**Text:**
* * *

Amazon Google Interview Question
SDE1s Software Engineer / Developers SDE-2sCountry: India
Interview Type: Phone Interview
Example for Alphabet C, A, B:
Imagine this is your dictionary below.
1. C
2. CAC
3. CB
4. BCC
5. BA
These are the steps based on the example above.
1. Compare line 1 and line 2. Create vertices C and A
2. Compare line 2 and 3. Create vertex B. Create Edge E = A->B, meaning A comes before B
3. Compare line 3 and 4. Add edge C->B meaning C comes before B
4. Compare line 4 and line 5: Add edge C->A
This yields to a DAG below.
C->B
C->A
A->B
C->A->B
| ^
|---------|
and the topological sort will give you:
C,B,A
As you can see, you cannot determine the correct order of the alphabet, if there is a directed cycle in the graph. So the dictionary given must generate a DAG to find a solution.
@oOZz - is there a way to determine that you've processed enough of the dictionary to generate the alphabet order? In an English dictionary, it may be enough to just process the a's to get enough info for a proper ordering. Not that this is a process that needs to be completely optimized since you will probably run it once per language.
How would your solution handle the case where there isn't enough info? Say the letter f only appears in three words in this strange language and those words may or may not give us any ordering info at all.
@oOZz - I know this is a pretty old post, but if anyone stumbles across this (like I did), it should be known that the resulting alphabet of the example is incorrect. It should be C, A, B. As lines 2 and 3 have A coming before B and in lines 4 and 5, C is said to come before A. Therefore, the sequence would have to be C, A, B.

* * *

**Data below:**
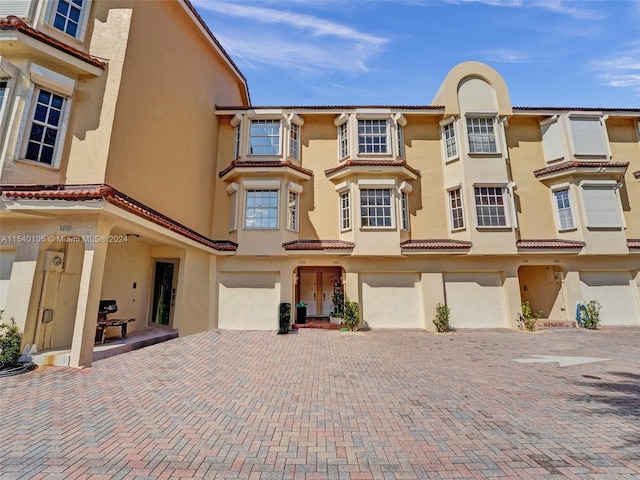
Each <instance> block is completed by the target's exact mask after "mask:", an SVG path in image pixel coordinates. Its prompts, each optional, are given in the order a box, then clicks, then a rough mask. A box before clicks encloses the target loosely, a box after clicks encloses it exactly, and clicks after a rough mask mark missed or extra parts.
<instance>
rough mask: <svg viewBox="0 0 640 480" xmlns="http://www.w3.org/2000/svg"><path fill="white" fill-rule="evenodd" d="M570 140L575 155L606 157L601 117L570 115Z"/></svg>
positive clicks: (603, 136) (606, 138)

* * *

**Tasks to perform:**
A) Output the passage of the interview thread on alphabet order that starts at "Amazon Google Interview" and ends at "your dictionary below.".
B) Using the interview thread on alphabet order, state whether each statement agrees with it. Give yes or no, and quote the words that decide it. (i) The interview was conducted by phone. (ii) Comparing line 3 and line 4 of the dictionary adds the edge A->B. (iii) One reply says the example's resulting alphabet should be C, A, B.
C) Write the next part of the forum thread on deriving alphabet order from a dictionary, picking up after its final post.

**Answers to each task:**
A)
Amazon Google Interview Question
SDE1s Software Engineer / Developers SDE-2sCountry: India
Interview Type: Phone Interview
Example for Alphabet C, A, B:
Imagine this is your dictionary below.

B)
(i) Yes: "Interview Type: Phone Interview"
(ii) No: "Compare line 3 and 4. Add edge C->B meaning C comes before B"
(iii) Yes: "It should be C, A, B."

C)
I go on building pairs of characters(defining order) from each pair of strings, until I get 25 pairs with different first character(as 26 characters in total), according to this algo -- the first non-matching character from the given two strings defines an order between those unmatching characters. Ex: if str1=KPLLKDE, str2=KPLJKDE, in dictionary str1 appears before str2, L<J. So we add a pair L-J.
At this point, I update two counts. If this is the first time L is found on left side of a pair, numOfOutgoings++.
If this is the first time J is on right side of a pair, numOfIncomings++;
Continue this process till we have numOfIncomings == 25 && numOfOutgoings==25.
Now I build a graph as below -
First 26 nodes with 1 for each char. And if my pairs are {sk, kp, pl, lm etc} in my graph these edges exist s->k, k->p, p->l, l->m etc.
At this point I have a graph with 26 nodes, with at least 25 edges defining the order between some 2 chcaracters covering enough orders to define complete ordering.
Now do the topological sort on these nodes, and you have the order of the new alphabet.
Correction: "until I get 25 pairs", should be "until I get numOfIncomings=25 & numOfOutgoings=25" as explained in later statements.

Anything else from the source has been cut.